## TASK REQUIREMENTS
Update the rows from the line containing "[indicate] the sand -- for" through the end of the rows, replacing "penguin chest" with "penguin breast" and leaving everything else the same.

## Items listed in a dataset
▽

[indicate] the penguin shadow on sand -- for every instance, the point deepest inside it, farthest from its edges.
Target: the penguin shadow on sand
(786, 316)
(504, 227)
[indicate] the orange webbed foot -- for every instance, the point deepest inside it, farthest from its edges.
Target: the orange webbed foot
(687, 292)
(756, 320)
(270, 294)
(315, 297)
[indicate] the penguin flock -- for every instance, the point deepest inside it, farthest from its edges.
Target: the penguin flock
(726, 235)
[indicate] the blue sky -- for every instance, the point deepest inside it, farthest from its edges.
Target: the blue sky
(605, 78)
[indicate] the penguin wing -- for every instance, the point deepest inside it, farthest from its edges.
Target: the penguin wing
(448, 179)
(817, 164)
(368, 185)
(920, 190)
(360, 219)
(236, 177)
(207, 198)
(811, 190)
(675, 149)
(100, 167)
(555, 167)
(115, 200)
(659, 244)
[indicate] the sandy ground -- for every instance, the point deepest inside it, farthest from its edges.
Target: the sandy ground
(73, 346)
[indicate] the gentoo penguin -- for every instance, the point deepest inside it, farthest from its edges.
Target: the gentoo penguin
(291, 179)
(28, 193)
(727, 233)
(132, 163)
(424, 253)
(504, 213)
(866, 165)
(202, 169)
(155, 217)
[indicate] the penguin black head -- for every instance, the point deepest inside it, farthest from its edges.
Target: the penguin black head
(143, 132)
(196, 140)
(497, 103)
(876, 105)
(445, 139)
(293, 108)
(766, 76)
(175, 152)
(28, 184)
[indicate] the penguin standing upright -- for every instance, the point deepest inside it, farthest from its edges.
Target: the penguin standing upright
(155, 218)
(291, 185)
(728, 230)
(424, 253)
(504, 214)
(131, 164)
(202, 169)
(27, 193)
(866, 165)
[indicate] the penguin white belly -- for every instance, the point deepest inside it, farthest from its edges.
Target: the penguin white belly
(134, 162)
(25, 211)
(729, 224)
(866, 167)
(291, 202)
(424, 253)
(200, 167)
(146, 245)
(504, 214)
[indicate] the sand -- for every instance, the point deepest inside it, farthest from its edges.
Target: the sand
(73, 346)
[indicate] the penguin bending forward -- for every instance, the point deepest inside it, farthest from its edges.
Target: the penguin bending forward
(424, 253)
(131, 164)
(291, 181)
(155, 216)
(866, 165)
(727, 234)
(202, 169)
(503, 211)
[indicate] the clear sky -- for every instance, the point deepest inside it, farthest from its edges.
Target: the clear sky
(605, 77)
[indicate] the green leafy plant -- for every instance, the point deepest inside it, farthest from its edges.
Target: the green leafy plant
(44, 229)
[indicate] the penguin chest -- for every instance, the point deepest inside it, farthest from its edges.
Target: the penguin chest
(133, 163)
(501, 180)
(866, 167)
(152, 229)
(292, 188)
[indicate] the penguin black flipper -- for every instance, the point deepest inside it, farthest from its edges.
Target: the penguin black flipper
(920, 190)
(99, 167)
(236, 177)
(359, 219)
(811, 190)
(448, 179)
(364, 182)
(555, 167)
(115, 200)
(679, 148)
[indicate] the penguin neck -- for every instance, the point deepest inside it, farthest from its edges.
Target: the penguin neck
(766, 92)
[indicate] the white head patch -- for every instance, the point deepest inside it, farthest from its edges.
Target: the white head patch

△

## FINAL RESULT
[indicate] the sand -- for every instance, the point deepest inside it, farthest from its edges.
Target: the sand
(73, 346)
[indicate] the penguin bending forward -- for every instance, the point deepest inside it, farthest from its edges.
Target: the penguin bending forward
(424, 253)
(131, 164)
(291, 181)
(155, 216)
(866, 165)
(727, 234)
(202, 169)
(503, 211)
[indicate] the clear sky -- for every instance, the point deepest inside it, farthest from its edges.
Target: the clear sky
(605, 77)
[indicate] the green leafy plant -- for every instance, the point deepest inside it, farthest from its edges.
Target: the green leafy plant
(44, 229)
[indicate] the penguin breast -- for every instance, the point deepest inside it, farthest from its edges.
Target: the penguin breast
(133, 163)
(501, 180)
(866, 167)
(152, 229)
(292, 188)
[indicate] the penguin black flipper -- for every instance, the point deepest inside it, farthest from its edges.
Target: the penguin black flipper
(920, 190)
(99, 167)
(236, 177)
(359, 219)
(811, 190)
(448, 179)
(364, 182)
(555, 167)
(115, 200)
(679, 148)
[indicate] the penguin neck -- for every instance, the point deepest inside it, farthest from its edges.
Target: the penguin neck
(766, 92)
[indicate] the white head patch -- for every instance, the point deepest inside it, farthest from its edges.
Target: the white head patch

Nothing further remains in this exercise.